* [Directions] Echo everything in the material below, from the line containing "Please place a point on the red and" down to the line containing "column 465, row 281", including both of those lines. Copy them word for word and give nothing else.

* [Task inputs]
_ _ _ _

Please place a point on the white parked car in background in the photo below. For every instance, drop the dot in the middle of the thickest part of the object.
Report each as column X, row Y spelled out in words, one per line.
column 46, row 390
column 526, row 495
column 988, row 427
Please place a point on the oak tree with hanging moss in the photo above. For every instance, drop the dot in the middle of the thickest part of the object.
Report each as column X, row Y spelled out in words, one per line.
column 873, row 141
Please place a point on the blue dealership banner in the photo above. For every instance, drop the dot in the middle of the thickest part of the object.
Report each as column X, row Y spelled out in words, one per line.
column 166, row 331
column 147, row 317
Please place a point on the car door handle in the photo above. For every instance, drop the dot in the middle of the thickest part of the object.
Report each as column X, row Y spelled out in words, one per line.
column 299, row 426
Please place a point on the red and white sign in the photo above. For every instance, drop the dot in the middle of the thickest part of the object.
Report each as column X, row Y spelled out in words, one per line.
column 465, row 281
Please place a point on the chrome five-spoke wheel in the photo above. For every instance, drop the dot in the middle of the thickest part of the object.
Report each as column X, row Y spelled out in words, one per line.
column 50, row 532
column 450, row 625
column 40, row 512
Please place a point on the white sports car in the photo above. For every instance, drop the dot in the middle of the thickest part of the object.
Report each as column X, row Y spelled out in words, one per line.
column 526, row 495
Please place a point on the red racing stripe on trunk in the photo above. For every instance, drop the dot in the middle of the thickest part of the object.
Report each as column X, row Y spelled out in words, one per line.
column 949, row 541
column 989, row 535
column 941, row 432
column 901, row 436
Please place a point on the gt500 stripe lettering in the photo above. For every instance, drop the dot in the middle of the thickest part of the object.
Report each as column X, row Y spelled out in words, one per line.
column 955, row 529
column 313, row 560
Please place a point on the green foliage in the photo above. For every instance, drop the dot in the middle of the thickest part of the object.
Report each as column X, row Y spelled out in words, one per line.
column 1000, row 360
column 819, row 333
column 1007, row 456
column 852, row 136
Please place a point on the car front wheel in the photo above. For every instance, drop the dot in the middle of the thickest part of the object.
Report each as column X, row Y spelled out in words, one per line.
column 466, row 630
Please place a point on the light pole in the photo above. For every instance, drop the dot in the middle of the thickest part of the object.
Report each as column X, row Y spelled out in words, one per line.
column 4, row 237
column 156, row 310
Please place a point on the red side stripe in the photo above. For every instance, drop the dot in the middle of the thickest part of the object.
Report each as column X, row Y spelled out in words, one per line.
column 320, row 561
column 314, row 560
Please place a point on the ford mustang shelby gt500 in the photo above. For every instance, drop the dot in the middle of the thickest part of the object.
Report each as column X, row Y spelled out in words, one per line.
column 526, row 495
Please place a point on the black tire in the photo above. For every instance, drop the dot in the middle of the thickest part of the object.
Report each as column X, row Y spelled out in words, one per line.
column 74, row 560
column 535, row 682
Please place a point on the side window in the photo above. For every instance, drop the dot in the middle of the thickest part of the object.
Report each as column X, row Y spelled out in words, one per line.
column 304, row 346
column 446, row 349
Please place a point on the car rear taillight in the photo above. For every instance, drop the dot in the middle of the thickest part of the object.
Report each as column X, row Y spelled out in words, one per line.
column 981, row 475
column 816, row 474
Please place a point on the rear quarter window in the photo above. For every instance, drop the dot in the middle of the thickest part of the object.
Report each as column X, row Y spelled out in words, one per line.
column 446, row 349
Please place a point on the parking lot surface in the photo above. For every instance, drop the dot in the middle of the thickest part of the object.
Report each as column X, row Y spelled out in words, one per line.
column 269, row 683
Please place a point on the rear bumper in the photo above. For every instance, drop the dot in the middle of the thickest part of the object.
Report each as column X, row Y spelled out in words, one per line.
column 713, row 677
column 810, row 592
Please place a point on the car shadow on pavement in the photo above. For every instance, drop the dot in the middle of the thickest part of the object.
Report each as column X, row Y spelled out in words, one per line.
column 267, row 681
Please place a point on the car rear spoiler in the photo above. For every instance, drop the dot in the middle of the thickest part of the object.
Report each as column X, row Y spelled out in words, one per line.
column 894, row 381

_ _ _ _

* [Response to the exercise]
Please place a point on the red and white sign in the photo above. For every instance, drop the dot in the middle of the thickest part of the object.
Report each as column X, row Y spelled out in words, one per line.
column 465, row 281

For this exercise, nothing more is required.